### PAGE
********
# Pigeons nested again! (My sister)



## christina11 (Jan 20, 2006)

My sister (Crystal) lives in an apartment and has these 2 pigeons that love to make nests on her pourch, they had 2 babies that grew up and flew the pourch but the little family always came back for cooked rice or bread from my sister excpet for 1 .. my sister never seen the other baby pigeon around sadly.

Now it's the middly of November and it's cold so these pigeons decided to come back and make a nest lol, my sister gave them a cage to nest in and covered the top so they would not get wet. What she wanted to know was what she could use to keep the pigeons warm ... like she wanted to add extra nesting material to the nest.

Me and her where thinking of rabbit shavings? maybe hay would be better?

If or when the babies hatch I'll run over to her place this time to take photos of the little family lol.

Thanks.


----------



## andinla (Mar 11, 2003)

*Christina*

I didn't know you had a sister. For some reason I thought you were a only child..

I would cover the sides of the cage as well to keep any draft (winds) out. Just don't use that pine or cedar shavings it's not healthly for animals. I'm not sure which one it is but it is dangerous. 

I think Timothy's hay would be fine.. other members probably will have some ideas for you guys... 

I'm surprised your sister hasn't joined us here. 

Andi


----------
********
### DATA EXCERPTS
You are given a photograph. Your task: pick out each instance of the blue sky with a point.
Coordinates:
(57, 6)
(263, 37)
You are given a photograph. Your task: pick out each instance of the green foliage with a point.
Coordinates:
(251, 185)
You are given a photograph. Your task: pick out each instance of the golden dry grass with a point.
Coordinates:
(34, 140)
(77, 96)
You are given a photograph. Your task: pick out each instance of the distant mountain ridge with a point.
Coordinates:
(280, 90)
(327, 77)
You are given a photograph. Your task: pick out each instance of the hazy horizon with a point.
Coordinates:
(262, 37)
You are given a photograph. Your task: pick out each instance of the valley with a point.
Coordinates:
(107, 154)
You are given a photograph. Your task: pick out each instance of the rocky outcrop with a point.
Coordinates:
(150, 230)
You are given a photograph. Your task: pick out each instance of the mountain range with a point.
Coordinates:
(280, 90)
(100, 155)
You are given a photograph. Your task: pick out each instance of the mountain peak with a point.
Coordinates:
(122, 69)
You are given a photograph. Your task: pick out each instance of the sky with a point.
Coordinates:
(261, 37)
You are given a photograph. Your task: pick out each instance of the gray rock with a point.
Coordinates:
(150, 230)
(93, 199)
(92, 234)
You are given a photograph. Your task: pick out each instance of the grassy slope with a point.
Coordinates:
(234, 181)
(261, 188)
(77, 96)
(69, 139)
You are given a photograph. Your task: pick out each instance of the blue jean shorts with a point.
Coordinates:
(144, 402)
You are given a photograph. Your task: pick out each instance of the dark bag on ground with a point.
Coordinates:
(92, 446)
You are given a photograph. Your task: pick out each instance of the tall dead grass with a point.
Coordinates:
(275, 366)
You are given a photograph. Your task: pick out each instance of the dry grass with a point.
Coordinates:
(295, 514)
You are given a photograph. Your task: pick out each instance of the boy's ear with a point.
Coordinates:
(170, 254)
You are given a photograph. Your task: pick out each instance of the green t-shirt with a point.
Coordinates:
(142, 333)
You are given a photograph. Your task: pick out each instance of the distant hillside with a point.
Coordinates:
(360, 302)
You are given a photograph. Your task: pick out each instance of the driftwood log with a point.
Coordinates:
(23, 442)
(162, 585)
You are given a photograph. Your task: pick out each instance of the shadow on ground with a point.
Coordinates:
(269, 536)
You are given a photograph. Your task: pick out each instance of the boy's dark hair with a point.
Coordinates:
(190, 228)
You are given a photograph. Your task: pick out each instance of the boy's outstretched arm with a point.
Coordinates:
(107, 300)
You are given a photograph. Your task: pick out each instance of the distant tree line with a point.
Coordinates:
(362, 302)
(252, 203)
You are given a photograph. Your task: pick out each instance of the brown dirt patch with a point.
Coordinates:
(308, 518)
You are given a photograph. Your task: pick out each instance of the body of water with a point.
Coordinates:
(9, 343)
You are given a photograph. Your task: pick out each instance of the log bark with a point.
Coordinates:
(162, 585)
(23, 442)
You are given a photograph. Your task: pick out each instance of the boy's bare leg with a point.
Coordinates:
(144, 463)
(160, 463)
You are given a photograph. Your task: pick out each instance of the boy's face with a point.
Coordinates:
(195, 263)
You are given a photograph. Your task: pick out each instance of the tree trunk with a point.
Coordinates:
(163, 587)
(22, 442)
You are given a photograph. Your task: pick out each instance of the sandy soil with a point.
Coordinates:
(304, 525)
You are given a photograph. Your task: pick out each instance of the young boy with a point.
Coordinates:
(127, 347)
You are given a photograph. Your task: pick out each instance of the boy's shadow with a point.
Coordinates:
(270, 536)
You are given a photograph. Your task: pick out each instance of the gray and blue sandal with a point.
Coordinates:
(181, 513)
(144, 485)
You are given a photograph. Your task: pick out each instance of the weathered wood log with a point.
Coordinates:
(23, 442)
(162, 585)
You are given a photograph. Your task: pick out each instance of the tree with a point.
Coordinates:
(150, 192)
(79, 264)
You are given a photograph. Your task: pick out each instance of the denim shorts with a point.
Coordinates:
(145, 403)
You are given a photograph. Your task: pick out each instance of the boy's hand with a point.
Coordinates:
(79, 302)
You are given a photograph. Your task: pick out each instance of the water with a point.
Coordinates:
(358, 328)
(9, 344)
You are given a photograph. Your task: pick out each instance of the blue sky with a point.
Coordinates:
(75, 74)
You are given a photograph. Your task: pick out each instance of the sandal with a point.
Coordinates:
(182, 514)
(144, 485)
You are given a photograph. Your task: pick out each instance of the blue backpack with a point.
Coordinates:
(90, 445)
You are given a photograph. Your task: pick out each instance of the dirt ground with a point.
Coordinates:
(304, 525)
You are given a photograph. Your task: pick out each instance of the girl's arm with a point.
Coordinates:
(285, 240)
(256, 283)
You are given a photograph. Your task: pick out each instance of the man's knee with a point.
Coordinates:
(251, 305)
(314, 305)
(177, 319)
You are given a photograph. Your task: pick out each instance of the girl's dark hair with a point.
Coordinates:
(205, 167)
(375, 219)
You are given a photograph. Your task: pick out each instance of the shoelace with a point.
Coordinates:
********
### TASKS
1. Reproduce the pigeon thread in full, word for word.
2. From the records, extract each line containing the string "shorts".
The records bear no relation to the pigeon thread.

### RESPONSE LIST
1.
# Pigeons nested again! (My sister)



## christina11 (Jan 20, 2006)

My sister (Crystal) lives in an apartment and has these 2 pigeons that love to make nests on her pourch, they had 2 babies that grew up and flew the pourch but the little family always came back for cooked rice or bread from my sister excpet for 1 .. my sister never seen the other baby pigeon around sadly.

Now it's the middly of November and it's cold so these pigeons decided to come back and make a nest lol, my sister gave them a cage to nest in and covered the top so they would not get wet. What she wanted to know was what she could use to keep the pigeons warm ... like she wanted to add extra nesting material to the nest.

Me and her where thinking of rabbit shavings? maybe hay would be better?

If or when the babies hatch I'll run over to her place this time to take photos of the little family lol.

Thanks.


----------



## andinla (Mar 11, 2003)

*Christina*

I didn't know you had a sister. For some reason I thought you were a only child..

I would cover the sides of the cage as well to keep any draft (winds) out. Just don't use that pine or cedar shavings it's not healthly for animals. I'm not sure which one it is but it is dangerous. 

I think Timothy's hay would be fine.. other members probably will have some ideas for you guys... 

I'm surprised your sister hasn't joined us here. 

Andi


----------

2.
You are given a photograph. Your task: pick out each instance of the blue jean shorts with a point.
You are given a photograph. Your task: pick out each instance of the denim shorts with a point.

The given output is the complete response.